» **TASK DESCRIPTION**
Pick out every line in the records below that contains the word "branch" and copy each of those lines. Matching is case-sensitive.

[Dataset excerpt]
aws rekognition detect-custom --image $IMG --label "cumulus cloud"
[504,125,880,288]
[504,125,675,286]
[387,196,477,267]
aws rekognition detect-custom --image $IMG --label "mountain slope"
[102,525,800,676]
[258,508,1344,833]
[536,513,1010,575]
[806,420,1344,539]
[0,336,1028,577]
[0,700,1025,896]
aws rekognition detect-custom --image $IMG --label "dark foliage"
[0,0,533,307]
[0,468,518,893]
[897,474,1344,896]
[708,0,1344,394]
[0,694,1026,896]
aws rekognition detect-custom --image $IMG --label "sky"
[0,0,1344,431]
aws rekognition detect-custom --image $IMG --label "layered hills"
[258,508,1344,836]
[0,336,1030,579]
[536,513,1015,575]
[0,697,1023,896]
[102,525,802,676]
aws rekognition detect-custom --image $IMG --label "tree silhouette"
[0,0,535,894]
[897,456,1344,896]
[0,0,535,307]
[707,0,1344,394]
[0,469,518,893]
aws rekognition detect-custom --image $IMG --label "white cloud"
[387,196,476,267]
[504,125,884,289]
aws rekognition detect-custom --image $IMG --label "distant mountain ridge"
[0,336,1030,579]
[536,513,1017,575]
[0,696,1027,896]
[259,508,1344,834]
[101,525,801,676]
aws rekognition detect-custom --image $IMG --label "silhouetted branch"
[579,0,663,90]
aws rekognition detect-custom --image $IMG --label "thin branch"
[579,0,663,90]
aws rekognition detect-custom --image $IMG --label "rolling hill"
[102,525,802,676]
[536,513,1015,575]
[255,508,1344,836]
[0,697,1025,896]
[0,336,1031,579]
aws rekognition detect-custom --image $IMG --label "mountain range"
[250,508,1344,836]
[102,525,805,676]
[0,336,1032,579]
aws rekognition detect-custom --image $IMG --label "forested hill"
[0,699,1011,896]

* * *

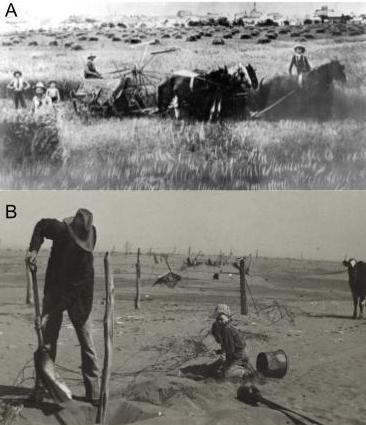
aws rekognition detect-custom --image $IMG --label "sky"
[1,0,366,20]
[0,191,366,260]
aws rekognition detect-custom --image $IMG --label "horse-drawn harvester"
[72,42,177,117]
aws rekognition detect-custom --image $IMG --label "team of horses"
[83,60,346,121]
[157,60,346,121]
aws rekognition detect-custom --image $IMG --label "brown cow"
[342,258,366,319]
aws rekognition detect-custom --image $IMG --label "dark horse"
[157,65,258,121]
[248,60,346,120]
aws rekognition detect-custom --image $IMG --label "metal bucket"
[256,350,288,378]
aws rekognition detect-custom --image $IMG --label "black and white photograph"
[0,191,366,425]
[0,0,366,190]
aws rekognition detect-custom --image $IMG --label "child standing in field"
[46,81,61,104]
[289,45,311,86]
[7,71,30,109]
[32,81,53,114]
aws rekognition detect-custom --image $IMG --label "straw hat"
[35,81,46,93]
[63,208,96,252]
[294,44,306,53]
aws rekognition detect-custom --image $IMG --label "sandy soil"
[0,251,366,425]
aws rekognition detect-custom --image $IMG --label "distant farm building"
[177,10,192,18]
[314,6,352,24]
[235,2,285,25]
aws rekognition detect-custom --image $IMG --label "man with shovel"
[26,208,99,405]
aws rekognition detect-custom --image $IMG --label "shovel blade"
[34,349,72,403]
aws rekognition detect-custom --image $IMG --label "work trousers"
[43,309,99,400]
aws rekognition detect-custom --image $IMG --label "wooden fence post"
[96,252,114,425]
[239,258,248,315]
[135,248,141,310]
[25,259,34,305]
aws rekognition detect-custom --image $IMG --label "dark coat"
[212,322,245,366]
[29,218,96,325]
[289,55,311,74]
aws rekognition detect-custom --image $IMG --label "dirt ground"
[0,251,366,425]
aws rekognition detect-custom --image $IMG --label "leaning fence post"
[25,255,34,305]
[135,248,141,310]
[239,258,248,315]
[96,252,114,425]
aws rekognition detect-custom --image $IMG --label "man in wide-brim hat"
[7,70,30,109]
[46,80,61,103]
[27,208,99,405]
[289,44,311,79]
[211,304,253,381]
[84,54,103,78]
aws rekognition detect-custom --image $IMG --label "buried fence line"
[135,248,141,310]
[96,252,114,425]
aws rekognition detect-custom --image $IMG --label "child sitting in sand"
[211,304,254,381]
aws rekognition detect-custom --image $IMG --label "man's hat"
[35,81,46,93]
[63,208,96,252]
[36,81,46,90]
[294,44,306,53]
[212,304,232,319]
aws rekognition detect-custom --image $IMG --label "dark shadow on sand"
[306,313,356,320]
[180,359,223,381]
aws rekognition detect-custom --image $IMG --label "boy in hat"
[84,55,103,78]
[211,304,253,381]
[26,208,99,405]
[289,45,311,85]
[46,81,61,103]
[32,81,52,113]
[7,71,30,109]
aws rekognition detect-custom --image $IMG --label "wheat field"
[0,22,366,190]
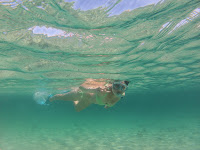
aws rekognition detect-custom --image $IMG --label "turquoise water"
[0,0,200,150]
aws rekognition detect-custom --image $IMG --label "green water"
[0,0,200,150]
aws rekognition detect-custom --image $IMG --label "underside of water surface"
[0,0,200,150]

» **FULL SOLUTION**
aws rekognition detect-custom --image $IMG --label "silhouetted branch"
aws rekognition detect-custom --image $IMG --label "thin branch"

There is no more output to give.